### Aim of the task
Copy the data below exactly.

Excerpts of pointing data

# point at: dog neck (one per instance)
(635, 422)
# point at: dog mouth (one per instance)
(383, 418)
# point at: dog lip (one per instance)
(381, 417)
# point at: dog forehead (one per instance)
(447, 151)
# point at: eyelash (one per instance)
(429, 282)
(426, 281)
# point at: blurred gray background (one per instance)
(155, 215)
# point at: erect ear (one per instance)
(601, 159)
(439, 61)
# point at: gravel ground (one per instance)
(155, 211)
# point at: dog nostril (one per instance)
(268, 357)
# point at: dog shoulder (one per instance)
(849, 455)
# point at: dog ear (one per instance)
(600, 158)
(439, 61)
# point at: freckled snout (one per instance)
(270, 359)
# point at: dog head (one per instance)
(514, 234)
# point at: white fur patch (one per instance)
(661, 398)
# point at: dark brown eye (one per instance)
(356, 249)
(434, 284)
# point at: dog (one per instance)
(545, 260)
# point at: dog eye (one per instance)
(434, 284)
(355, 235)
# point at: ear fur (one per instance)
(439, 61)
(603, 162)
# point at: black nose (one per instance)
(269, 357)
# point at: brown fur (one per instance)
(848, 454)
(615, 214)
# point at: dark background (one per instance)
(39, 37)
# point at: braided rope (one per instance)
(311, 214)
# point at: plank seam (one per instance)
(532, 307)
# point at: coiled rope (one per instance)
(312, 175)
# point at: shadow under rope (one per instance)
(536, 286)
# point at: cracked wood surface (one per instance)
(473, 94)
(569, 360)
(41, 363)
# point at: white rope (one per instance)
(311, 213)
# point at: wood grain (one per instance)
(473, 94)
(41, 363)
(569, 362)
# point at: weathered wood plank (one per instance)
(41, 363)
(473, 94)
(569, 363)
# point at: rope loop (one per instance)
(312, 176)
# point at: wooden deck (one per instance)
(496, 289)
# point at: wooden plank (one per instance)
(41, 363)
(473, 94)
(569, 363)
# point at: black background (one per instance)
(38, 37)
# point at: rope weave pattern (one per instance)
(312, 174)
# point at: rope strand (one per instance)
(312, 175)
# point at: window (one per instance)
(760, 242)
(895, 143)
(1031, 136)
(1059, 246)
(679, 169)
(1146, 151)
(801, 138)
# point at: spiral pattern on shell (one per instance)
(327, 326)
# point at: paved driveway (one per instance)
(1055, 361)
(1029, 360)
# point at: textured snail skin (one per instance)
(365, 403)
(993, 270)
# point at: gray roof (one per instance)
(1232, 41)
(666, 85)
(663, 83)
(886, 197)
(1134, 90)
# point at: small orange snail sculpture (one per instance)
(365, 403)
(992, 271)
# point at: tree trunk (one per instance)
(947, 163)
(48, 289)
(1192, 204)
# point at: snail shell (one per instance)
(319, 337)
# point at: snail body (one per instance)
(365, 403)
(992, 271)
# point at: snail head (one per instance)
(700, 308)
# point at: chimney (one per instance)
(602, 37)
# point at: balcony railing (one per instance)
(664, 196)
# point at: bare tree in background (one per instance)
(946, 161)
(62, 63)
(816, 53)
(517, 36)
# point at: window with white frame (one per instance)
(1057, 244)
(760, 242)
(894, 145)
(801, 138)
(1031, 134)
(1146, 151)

### Solution for this exercise
# point at: dog neck (one per instance)
(635, 422)
# point at: dog mouth (one per instance)
(383, 418)
# point at: dog lip (one per instance)
(381, 417)
# point at: dog forehead (one per instance)
(447, 151)
# point at: eyelash (one per instance)
(429, 282)
(426, 281)
# point at: blurred gray background (one per instance)
(155, 215)
# point at: erect ear (one per instance)
(601, 159)
(439, 61)
# point at: gravel ground (one per instance)
(155, 211)
# point at: dog nostril (one per instance)
(268, 357)
# point at: dog shoulder (one per instance)
(849, 455)
# point at: dog ear (one per instance)
(600, 158)
(439, 61)
# point at: freckled snout (one per instance)
(270, 359)
# point at: dog head (one per instance)
(514, 234)
# point at: white fur patch (one per instance)
(661, 398)
# point at: dark brown eye (one per instance)
(356, 249)
(434, 284)
# point at: dog (one per instance)
(545, 260)
# point at: dog eye (one per instance)
(434, 284)
(355, 235)
# point at: ear fur (one per instance)
(439, 61)
(603, 162)
# point at: black nose (one per instance)
(269, 357)
# point at: brown fur (one per instance)
(848, 454)
(615, 214)
# point at: dark background (one per instance)
(39, 37)
# point at: braided rope (one per instance)
(311, 214)
# point at: plank seam (one per instance)
(532, 307)
# point at: coiled rope (one per instance)
(312, 175)
# point at: shadow under rope (one per instance)
(536, 286)
# point at: cracked wood surface (one per instance)
(473, 94)
(569, 360)
(41, 363)
# point at: white rope (one per instance)
(311, 213)
# point at: wood grain (one per instance)
(473, 94)
(41, 363)
(569, 362)
# point at: weathered wood plank (one per instance)
(41, 363)
(473, 94)
(569, 363)
# point at: rope loop (one per instance)
(312, 176)
# point at: wooden deck (one per instance)
(496, 289)
# point at: wooden plank (one per instance)
(41, 363)
(473, 94)
(569, 363)
# point at: black background (one per instance)
(38, 37)
# point at: rope weave pattern (one per instance)
(312, 174)
# point at: rope strand (one per instance)
(312, 175)
# point at: window (one per instance)
(760, 242)
(895, 143)
(1031, 136)
(1059, 246)
(679, 169)
(1146, 151)
(801, 138)
# point at: spiral pattern on shell (one per instance)
(327, 326)
# point at: paved driveway (one per instance)
(1055, 361)
(1029, 360)
# point at: textured snail skin (one per instance)
(365, 403)
(993, 270)
# point at: gray roof (one per instance)
(1232, 41)
(666, 85)
(663, 83)
(886, 197)
(1134, 90)
# point at: small orange snail sculpture (one per instance)
(365, 403)
(992, 271)
# point at: tree trunk (one per instance)
(947, 163)
(48, 289)
(1192, 204)
# point at: snail shell (one per instance)
(319, 337)
# point at: snail body (one per instance)
(365, 403)
(992, 271)
# point at: snail head (one per instance)
(700, 308)
# point at: chimney (one per instance)
(602, 37)
# point at: balcony railing (one per instance)
(664, 196)
# point at: bare tree in background (one per instance)
(946, 161)
(62, 63)
(816, 53)
(517, 36)
# point at: window with white frame (one per instance)
(1057, 244)
(760, 242)
(894, 145)
(801, 138)
(1031, 134)
(1146, 151)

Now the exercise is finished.